### PAGE:
..........

So, you’ve just arrived at university. Your mum’s lasagne is a distant memory, your bank account is weeping, and the only thing standing between you and a pot noodle for dinner is the air fryer your auntie insisted you bring. Sound familiar?
First of all — your auntie was right. The air fryer is arguably the greatest kitchen appliance ever invented for students. It’s fast, it uses less electricity than a conventional oven, it’s almost impossible to set anything on fire, and it makes everything taste like you actually tried. You can cook a full meal for one or two people in under 25 minutes, with minimal washing up.
This guide is written specifically for UK students who are new to cooking. Every single measurement is given in grams and millilitres — because that’s what the scales in your kitchen (if there are any) and the measuring jugs at Tesco actually use. No cups. No sticks of butter. No nonsense.

..........

### PROBLEM 1:
Decide whether each statement agrees with the air fryer guide: (a) an air fryer uses less electricity than a conventional oven; (b) the guide gives some measurements in cups; (c) a full meal for one or two people takes at least 40 minutes in an air fryer. For each, answer yes or no and quote the words from the guide that decide it.
The rows that come next have no connection to the air fryer guide.

..........

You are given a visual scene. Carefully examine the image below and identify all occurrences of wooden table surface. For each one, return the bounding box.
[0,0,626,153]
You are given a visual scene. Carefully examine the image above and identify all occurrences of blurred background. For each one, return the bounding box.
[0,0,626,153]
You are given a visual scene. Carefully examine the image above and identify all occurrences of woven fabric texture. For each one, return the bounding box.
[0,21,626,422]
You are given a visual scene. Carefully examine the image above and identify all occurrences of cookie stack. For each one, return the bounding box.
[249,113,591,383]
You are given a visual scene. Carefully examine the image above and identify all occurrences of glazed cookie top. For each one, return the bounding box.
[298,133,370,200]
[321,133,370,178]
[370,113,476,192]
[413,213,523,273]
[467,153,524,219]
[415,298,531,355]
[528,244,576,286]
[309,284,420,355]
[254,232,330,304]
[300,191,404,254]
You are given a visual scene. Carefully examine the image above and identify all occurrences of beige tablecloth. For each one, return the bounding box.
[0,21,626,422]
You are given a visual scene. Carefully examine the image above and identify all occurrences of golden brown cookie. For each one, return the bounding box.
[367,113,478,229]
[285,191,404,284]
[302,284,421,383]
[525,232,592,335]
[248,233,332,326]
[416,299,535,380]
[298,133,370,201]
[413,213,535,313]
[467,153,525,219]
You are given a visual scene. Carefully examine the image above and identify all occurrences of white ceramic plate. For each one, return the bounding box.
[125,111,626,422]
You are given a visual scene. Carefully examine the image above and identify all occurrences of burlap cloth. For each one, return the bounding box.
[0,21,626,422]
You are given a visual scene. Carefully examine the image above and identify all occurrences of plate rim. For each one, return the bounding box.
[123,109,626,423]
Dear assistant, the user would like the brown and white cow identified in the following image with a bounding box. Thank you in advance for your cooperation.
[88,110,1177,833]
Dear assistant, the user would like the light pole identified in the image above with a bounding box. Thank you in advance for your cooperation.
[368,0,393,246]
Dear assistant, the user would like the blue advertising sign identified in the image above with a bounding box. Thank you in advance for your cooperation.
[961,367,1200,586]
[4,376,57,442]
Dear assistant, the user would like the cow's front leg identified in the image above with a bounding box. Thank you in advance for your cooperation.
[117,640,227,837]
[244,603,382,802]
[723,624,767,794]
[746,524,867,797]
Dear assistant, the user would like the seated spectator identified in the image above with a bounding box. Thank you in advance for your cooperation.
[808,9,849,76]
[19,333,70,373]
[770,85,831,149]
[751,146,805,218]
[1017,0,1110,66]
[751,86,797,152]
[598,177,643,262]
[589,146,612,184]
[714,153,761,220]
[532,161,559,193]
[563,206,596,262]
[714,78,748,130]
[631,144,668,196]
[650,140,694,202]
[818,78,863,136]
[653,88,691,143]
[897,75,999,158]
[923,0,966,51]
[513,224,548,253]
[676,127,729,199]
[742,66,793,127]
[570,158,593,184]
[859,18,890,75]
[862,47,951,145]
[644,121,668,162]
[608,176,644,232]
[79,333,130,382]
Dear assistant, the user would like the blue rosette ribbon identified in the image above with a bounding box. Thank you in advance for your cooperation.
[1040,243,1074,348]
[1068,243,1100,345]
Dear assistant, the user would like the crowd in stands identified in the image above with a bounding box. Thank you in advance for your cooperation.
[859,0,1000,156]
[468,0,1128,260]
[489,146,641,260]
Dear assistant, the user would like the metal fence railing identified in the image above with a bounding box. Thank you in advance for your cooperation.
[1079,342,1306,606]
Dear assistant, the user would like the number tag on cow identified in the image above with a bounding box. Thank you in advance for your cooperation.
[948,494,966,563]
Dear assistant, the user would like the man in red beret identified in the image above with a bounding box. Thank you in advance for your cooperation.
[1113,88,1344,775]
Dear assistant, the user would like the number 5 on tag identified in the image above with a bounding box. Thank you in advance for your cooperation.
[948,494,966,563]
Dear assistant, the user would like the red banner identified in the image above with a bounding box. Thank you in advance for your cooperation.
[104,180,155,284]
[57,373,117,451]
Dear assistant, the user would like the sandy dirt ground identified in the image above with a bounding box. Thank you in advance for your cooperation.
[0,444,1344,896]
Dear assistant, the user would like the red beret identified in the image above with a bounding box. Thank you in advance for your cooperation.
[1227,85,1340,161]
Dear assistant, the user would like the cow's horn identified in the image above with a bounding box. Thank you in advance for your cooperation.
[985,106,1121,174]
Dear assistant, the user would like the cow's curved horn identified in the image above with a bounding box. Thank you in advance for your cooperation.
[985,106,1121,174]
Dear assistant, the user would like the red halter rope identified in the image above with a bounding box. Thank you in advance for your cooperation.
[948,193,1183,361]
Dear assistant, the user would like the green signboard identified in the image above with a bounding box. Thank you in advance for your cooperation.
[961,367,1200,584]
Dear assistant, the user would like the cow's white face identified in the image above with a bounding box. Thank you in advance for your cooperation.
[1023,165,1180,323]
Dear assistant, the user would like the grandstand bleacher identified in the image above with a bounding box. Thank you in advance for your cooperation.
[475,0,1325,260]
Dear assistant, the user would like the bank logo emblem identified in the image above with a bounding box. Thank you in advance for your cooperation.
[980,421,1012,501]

..........

### PROBLEM 2:
Rescale the rows from the line with "Dear assistant, the user would like the red halter" to the line with "[948,193,1183,361]", both included. Write these lines out again, requests and all, with each bounding-box coordinate multiplied by 0.3 and rounded to a whole number, halves up.

### EXERCISE RESULT 1:
(a) Yes: "it uses less electricity than a conventional oven"
(b) No: "No cups."
(c) No: "You can cook a full meal for one or two people in under 25 minutes"

### EXERCISE RESULT 2:
Dear assistant, the user would like the red halter rope identified in the image above with a bounding box. Thank you in advance for your cooperation.
[284,58,355,108]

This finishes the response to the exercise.